> Text to read
-=-=-=-=-

Tom Gallagher, a principal with South Carolina-based

Edens & Avant

, acknowledged the sides and backs of numerous Stonefield buildings would face the entrance corridor while the shops and activity will be anchored on new streets inside the development.

“Where we are trying to spend most of our money is on Main Street,” said Gallagher in an interview. “That’s really where the people are going to spend the time, they are going to touch, they are going to feel, they are going to enjoy.”

“We are going to have to work through it,” said Gallagher. “There are a lot of tools we can use — landscaping, architectural design (even when it’s on the back of the buildings), things you can do to create changes, verticality, and hierarchy, but it is an inherent conflict.”

Board member Wright did some research of his own and shared a picture of another Edens & Avant project called the Shoppes at Ryan Park in Ashburn which he indicated he preferred.

“I looked at this and said ‘Why not us?’” stated Wright.

That commercial complex, however, has the typical frontage of a large parking lot, not the relegated parking and pedestrian-oriented spaces like the Downtown Mall that have long been a goal of Albemarle’s neighborhood model in general, and Stonefield specifically.


“Next time I come down I can bring a picture of the back of the building,” said Gallagher about the Ashburn example. “It’s more of a sheer wall.”

Wright also highlighted the Harris Teeter in Crozet as an example of where the ARB pushed back and the design was adjusted.

“We were told we were going to have a blank wall, and we said no,” said Wright.  “There are now windows all along the Harris Teeter in Crozet…I have been to about five Trader Joe’s and there aren’t any two of them that are exactly the same.”

“We are here to listen and understand,” Gallagher told the ARB.

Edens & Avant will return to the ARB on September 6 to finalize the Regal Cinema’s landscaping and lighting plans, as well as to hold a work session on Trader Joe’s and other nearby commercial buildings proposed along U.S. 29.

-=-=-=-=-

> Material provided
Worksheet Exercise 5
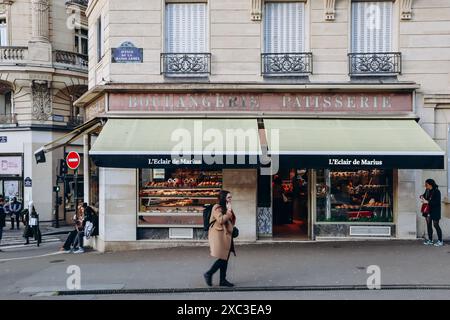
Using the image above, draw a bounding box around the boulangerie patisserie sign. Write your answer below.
[108,92,413,114]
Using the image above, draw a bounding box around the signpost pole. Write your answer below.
[74,169,78,213]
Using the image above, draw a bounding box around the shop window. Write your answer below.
[138,169,222,228]
[352,1,393,53]
[316,169,393,222]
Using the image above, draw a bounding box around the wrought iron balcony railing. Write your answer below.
[261,52,313,76]
[54,50,88,71]
[67,115,84,127]
[161,53,211,77]
[66,0,89,7]
[348,52,402,76]
[0,47,28,64]
[0,113,17,125]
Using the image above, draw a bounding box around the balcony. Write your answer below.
[53,50,88,72]
[348,52,402,76]
[161,53,211,77]
[67,115,84,128]
[0,113,17,125]
[0,47,28,65]
[261,52,313,77]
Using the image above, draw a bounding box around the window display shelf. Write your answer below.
[141,196,217,200]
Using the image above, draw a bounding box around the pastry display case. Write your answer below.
[317,169,393,222]
[138,169,222,226]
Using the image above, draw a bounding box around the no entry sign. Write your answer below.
[66,151,81,170]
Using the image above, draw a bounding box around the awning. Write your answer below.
[34,118,104,163]
[89,119,261,168]
[264,119,445,169]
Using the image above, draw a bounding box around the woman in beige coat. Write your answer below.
[203,190,236,287]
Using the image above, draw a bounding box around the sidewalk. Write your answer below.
[0,225,73,249]
[0,241,450,295]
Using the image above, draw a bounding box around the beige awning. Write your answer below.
[264,119,445,169]
[89,119,261,168]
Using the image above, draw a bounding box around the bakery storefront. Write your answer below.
[74,89,444,249]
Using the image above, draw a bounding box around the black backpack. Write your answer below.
[203,204,215,231]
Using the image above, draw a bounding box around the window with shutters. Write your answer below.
[0,19,8,47]
[161,3,210,75]
[96,16,105,62]
[75,28,88,56]
[349,1,401,75]
[261,2,312,76]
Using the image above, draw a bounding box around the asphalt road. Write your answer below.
[0,241,450,300]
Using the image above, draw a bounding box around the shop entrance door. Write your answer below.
[272,168,310,240]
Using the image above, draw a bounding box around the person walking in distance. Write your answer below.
[8,197,22,230]
[420,179,444,247]
[203,190,236,287]
[0,198,6,251]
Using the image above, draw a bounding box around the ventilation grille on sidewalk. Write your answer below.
[350,226,391,237]
[169,228,194,239]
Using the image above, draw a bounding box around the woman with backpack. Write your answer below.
[420,179,444,247]
[203,190,237,287]
[22,202,42,247]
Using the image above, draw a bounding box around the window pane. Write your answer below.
[166,3,207,53]
[264,2,305,53]
[0,20,8,46]
[80,38,88,55]
[352,1,393,53]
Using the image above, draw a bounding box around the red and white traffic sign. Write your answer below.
[66,151,81,170]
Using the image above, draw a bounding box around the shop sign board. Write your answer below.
[108,92,413,114]
[0,156,22,176]
[24,177,33,188]
[66,151,81,170]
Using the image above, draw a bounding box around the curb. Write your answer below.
[55,284,450,296]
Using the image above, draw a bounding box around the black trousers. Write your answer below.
[11,213,20,229]
[25,226,42,247]
[425,217,442,242]
[63,230,78,250]
[207,259,228,282]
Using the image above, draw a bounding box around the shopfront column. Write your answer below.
[400,170,424,239]
[83,134,91,204]
[223,169,257,241]
[96,168,137,251]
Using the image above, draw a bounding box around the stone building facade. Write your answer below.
[0,0,88,221]
[77,0,450,250]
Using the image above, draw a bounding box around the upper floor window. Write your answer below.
[0,19,8,47]
[261,2,312,76]
[0,91,12,116]
[96,16,105,62]
[349,0,401,76]
[352,1,393,53]
[165,3,207,53]
[161,3,210,76]
[75,28,88,55]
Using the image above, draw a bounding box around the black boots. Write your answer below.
[203,272,212,287]
[220,279,234,288]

-=-=-=-=-

> Your tasks
A: Could you retype the Stonefield article from "Board member Wright" up to and including "indicated he preferred."?
B: Put the entries from the line with "Using the image above, draw a bounding box around the upper" up to and including the last line of the entries into a two-column CSV with the columns instruction and response. Give one row per entry, with its text under instruction and its answer under response, each in one quoted field with line breaks turned into spaces.

> Answers to the exercise
A:
Board member Wright did some research of his own and shared a picture of another Edens & Avant project called the Shoppes at Ryan Park in Ashburn which he indicated he preferred.

B:
instruction,response
"Using the image above, draw a bounding box around the upper floor window. Write your answer below.","[0,19,8,47] [261,2,312,76] [0,91,12,116] [96,16,105,62] [349,0,401,76] [352,1,393,53] [165,3,207,53] [161,3,210,76] [75,28,88,55]"
"Using the image above, draw a bounding box around the black boots. Write your answer below.","[203,272,212,287] [220,279,234,288]"